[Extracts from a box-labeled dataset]
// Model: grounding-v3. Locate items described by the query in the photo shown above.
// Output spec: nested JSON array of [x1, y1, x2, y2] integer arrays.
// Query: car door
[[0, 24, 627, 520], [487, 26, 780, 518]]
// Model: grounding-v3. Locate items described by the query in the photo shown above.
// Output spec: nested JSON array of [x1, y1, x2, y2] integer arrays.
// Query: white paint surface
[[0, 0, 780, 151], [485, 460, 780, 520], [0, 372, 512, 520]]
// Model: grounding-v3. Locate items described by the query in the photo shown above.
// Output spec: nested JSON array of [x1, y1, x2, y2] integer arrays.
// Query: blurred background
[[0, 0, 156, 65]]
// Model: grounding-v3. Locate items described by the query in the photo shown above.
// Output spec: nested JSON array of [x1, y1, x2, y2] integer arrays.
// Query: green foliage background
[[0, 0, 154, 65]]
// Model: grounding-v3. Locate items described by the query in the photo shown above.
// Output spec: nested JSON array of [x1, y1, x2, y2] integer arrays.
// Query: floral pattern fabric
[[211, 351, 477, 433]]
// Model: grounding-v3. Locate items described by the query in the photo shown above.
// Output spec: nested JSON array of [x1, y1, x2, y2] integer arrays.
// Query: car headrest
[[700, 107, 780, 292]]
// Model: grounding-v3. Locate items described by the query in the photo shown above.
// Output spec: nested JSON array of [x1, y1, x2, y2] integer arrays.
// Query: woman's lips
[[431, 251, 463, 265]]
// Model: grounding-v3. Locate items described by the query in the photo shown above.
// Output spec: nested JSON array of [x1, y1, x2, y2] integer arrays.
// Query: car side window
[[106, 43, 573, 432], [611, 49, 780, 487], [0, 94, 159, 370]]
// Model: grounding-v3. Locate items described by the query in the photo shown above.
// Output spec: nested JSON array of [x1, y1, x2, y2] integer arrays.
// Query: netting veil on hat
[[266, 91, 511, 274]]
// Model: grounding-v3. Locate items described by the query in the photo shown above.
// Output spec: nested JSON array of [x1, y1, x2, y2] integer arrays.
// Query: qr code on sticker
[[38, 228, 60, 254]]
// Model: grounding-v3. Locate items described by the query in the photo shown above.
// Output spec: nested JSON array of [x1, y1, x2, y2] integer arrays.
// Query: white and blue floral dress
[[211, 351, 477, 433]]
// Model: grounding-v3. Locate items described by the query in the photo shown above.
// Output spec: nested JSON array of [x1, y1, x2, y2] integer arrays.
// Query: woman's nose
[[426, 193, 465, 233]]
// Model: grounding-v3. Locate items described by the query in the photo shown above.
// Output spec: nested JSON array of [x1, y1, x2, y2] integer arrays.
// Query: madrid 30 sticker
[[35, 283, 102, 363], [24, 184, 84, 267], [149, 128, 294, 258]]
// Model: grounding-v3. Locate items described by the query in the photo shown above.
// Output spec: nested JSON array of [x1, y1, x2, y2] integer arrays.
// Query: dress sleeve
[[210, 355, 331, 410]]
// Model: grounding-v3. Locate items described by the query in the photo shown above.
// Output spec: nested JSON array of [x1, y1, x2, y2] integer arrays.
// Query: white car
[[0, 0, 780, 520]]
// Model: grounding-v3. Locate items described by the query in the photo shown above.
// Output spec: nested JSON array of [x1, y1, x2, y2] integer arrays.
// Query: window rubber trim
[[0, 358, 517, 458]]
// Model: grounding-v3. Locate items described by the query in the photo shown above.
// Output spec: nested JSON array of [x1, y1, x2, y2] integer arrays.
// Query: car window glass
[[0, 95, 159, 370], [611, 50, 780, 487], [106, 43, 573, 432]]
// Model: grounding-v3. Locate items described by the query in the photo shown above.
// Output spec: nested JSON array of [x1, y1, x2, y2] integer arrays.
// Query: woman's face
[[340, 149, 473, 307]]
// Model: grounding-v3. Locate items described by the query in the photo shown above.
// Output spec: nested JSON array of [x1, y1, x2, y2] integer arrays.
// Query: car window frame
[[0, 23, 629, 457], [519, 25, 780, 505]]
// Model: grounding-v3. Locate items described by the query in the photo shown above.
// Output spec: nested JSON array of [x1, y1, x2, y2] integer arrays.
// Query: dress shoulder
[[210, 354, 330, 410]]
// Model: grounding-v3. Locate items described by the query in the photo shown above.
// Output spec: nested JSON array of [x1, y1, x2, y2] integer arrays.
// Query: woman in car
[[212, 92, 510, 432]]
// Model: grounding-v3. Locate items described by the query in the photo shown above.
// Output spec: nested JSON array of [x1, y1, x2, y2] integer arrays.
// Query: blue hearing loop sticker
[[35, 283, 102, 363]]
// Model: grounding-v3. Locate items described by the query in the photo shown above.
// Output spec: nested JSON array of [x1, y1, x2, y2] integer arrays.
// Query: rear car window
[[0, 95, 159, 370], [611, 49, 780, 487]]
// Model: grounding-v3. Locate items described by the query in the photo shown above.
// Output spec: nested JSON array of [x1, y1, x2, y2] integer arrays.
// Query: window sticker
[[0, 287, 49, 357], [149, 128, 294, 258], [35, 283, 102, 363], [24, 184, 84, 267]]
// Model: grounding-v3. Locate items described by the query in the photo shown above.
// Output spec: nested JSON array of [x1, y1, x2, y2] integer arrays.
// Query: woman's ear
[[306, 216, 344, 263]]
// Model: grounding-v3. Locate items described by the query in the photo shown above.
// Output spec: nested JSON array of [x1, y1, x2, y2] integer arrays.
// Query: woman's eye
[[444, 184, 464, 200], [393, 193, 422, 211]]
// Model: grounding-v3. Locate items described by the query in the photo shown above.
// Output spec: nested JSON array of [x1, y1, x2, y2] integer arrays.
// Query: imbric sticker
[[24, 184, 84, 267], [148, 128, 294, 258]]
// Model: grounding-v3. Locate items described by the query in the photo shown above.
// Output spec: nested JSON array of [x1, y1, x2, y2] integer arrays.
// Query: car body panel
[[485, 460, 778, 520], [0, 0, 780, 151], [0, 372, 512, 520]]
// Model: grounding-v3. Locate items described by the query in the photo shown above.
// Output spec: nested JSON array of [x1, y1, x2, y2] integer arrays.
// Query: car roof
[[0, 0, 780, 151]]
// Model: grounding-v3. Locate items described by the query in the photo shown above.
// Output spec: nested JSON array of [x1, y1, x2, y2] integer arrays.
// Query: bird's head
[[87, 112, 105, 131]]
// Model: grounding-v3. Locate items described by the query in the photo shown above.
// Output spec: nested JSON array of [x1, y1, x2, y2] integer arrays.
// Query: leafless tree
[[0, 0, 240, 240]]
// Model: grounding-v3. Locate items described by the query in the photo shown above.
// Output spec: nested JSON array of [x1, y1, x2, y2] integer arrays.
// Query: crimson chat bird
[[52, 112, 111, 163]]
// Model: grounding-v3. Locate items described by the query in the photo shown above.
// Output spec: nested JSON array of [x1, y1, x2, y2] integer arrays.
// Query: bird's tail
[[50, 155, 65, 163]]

[Task instructions]
Please rename "Output spec" to "Format" throughout all the entries above, changing nothing else.

[Response]
// Model: grounding-v3. Locate items described by the query in the photo shown above.
// Format: nested JSON array of [x1, y1, x2, y2] integer arrays.
// Query: car door
[[0, 24, 627, 520], [487, 26, 780, 518]]
// Model: grounding-v3. Locate items described by the query in the photo shown above.
// Format: nested JSON array of [x1, y1, x2, y2] integer arrays.
// Query: white paint surface
[[0, 0, 780, 151], [485, 460, 780, 520], [0, 372, 512, 520]]
// Model: grounding-v3. Locate items described by the query in the photo shown above.
// Format: nested JSON array of [x1, y1, x2, y2] integer arrays.
// Query: blurred background
[[0, 0, 156, 65]]
// Model: grounding-v3. Locate items described by the query in the photo shown above.
// Format: nested JSON array of [x1, y1, x2, y2] integer arrays.
// Query: green foliage background
[[0, 0, 154, 65]]
// Model: grounding-v3. Locate items described by the query in the photo shown above.
// Format: nested JSON array of [x1, y1, x2, y2] integer arrays.
// Query: floral pattern fabric
[[211, 351, 477, 433]]
// Model: grounding-v3. Locate items described by the query in the photo shown above.
// Format: nested JSON array of [x1, y1, x2, y2] integer arrays.
// Query: car headrest
[[700, 107, 780, 292]]
// Model: grounding-v3. Locate items described by the query in the photo shown above.
// Format: nested JSON array of [x1, y1, x2, y2] integer arrays.
// Query: woman's lips
[[431, 251, 463, 265]]
// Model: grounding-v3. Locate items described by the query in the photo shown above.
// Format: nested JSON array of [x1, y1, x2, y2] integer arrays.
// Query: car side window
[[106, 43, 573, 432], [611, 49, 780, 487], [0, 94, 159, 370]]
// Model: grounding-v3. Locate items described by the query in the photo shown above.
// Format: nested JSON array of [x1, y1, x2, y2] integer arrays.
// Query: netting veil on hat
[[266, 91, 511, 274]]
// Model: grounding-v3. Locate items described by the query in the photo shown above.
// Format: nested JSON array of [x1, y1, x2, y2] integer arrays.
// Query: qr code on sticker
[[38, 228, 60, 254]]
// Model: grounding-v3. Locate items described by the query in the photo shown above.
// Format: nested JSON array of [x1, y1, x2, y2] integer arrays.
// Query: white and blue floral dress
[[211, 351, 477, 433]]
// Model: grounding-v3. Locate items described by the query in the photo shown above.
// Format: nested JSON array of [x1, y1, x2, y2] integer arrays.
// Query: woman's nose
[[426, 193, 465, 233]]
// Model: grounding-v3. Locate items described by the query in the photo shown above.
// Format: nested JSON array of [x1, y1, x2, y2] integer arrays.
// Query: madrid 30 sticker
[[35, 283, 102, 363], [24, 184, 84, 267], [149, 128, 294, 258]]
// Model: grounding-v3. Locate items described by the query in the photo shown above.
// Format: nested JSON array of [x1, y1, x2, y2] integer arrays.
// Query: dress sleeve
[[210, 355, 331, 410]]
// Model: grounding-v3. Locate items described by the query in the photo shown above.
// Format: nested JSON array of [x1, y1, x2, y2] integer arrays.
// Query: white car
[[0, 0, 780, 520]]
// Model: grounding-v3. Locate items described by the query in the photo shown above.
// Format: nested JSON array of [x1, y1, x2, y2] integer arrays.
// Query: window rubber trim
[[0, 358, 517, 458]]
// Model: grounding-v3. Locate items described by the query in the photo shown above.
// Format: nested JSON array of [x1, y1, x2, y2] integer arrays.
// Query: car window glass
[[0, 95, 159, 370], [611, 50, 780, 487], [106, 43, 573, 432]]
// Model: grounding-v3. Locate items described by the query in the photo shown above.
// Format: nested JSON array of [x1, y1, x2, y2] integer arrays.
// Query: woman's face
[[340, 149, 473, 307]]
// Model: grounding-v3. Locate items described by the query in the photo shown above.
// Format: nested JSON array of [x1, y1, x2, y2] integer arrays.
// Query: car window frame
[[0, 23, 629, 457], [519, 25, 780, 505]]
// Model: grounding-v3. Locate items described by the query in the photo shown above.
// Format: nested JSON array of [x1, y1, x2, y2] integer arrays.
// Query: dress shoulder
[[210, 354, 330, 410]]
// Model: grounding-v3. Locate items described by the query in the photo shown above.
// Format: nested JSON array of [x1, y1, x2, y2] integer arrays.
// Query: woman in car
[[212, 92, 510, 432]]
// Model: grounding-v3. Locate items described by the query in the photo shown above.
// Format: nested JSON array of [x1, y1, x2, y2] integer arrays.
// Query: blue hearing loop sticker
[[35, 283, 102, 363]]
// Model: grounding-v3. Locate items described by the query in the photo shown above.
// Format: nested JSON array of [x1, y1, x2, y2] integer arrays.
// Query: rear car window
[[0, 95, 159, 370], [611, 49, 780, 487]]
// Model: grounding-v3. Locate items described by the query in the photo shown above.
// Format: nested JSON array of [x1, y1, x2, y2] integer arrays.
// Query: window sticker
[[0, 287, 49, 357], [149, 128, 294, 258], [35, 283, 102, 363], [24, 184, 84, 267]]
// Model: grounding-v3. Locate items described by the query in the photo shown above.
// Format: nested JSON array of [x1, y1, x2, y2] integer arrays.
// Query: woman's ear
[[306, 216, 344, 263]]
// Model: grounding-v3. Locate items described by the query in the photo shown above.
// Format: nested JSON array of [x1, y1, x2, y2] integer arrays.
// Query: woman's eye
[[444, 184, 464, 200], [393, 193, 422, 211]]
// Model: grounding-v3. Locate items described by the query in the photo shown above.
// Format: nested JSON array of [x1, y1, x2, y2] integer arrays.
// Query: imbric sticker
[[24, 184, 84, 267], [148, 128, 294, 258]]
// Model: grounding-v3. Locate items described by the query in the photo shown above.
// Format: nested JSON array of [x1, y1, x2, y2] integer arrays.
// Query: car body panel
[[485, 460, 778, 520], [0, 0, 780, 151], [0, 372, 512, 520]]
// Model: grounding-v3. Locate items described by the query in the photo shown above.
// Format: nested JSON array of [x1, y1, x2, y2] integer arrays.
// Query: car roof
[[0, 0, 780, 151]]
// Model: grounding-v3. Locate items described by the query in the photo shown above.
// Format: nested JSON array of [x1, y1, x2, y2] integer arrays.
// Query: bird's head
[[87, 112, 105, 131]]
// Model: grounding-v3. Locate items described by the query in the photo shown above.
// Format: nested JSON array of [x1, y1, x2, y2] integer arrays.
// Query: leafless tree
[[0, 0, 240, 240]]
// Model: grounding-v3. Locate items described by the query in the photo shown above.
// Format: nested JSON array of [x1, y1, x2, y2] integer arrays.
// Query: crimson chat bird
[[52, 112, 111, 163]]
// Model: grounding-v3. Locate items described by the query in the photo shown above.
// Format: nested JSON array of [x1, y1, x2, y2] integer arrays.
// Query: bird's tail
[[50, 155, 65, 163]]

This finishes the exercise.